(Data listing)
______________________________
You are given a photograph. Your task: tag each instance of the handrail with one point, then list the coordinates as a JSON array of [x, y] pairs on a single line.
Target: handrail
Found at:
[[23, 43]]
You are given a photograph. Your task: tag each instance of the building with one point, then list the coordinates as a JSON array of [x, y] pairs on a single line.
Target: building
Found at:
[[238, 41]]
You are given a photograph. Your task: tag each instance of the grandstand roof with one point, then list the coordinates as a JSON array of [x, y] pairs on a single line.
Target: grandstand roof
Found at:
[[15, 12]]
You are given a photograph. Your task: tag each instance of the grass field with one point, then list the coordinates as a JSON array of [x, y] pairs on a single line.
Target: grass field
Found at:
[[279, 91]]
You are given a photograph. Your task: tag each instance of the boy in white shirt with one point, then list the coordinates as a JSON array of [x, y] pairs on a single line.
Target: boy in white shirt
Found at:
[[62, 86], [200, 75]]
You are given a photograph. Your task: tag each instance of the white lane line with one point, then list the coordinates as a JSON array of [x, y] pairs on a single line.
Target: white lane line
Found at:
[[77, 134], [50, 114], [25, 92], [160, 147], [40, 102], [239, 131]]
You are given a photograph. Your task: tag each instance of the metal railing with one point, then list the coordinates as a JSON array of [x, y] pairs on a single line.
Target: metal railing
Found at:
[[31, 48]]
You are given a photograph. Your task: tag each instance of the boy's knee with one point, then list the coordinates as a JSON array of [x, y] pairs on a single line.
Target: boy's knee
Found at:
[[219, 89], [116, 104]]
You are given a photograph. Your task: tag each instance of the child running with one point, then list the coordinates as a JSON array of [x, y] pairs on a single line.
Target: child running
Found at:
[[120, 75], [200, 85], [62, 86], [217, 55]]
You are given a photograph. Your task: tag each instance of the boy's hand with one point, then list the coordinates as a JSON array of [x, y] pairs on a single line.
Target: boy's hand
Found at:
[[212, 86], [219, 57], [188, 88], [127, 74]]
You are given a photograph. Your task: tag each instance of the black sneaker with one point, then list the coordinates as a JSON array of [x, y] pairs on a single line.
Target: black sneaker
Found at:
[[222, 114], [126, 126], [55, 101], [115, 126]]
______________________________
Return the lines between the one holding "of the building" and the one holding "[[238, 41]]", inclusive, repeated word for word.

Result of the exercise:
You are given a photograph. Your task: tag each instance of the building with one point, then list the coordinates as a JSON array of [x, y] pairs on a single line.
Target: building
Found at:
[[238, 41]]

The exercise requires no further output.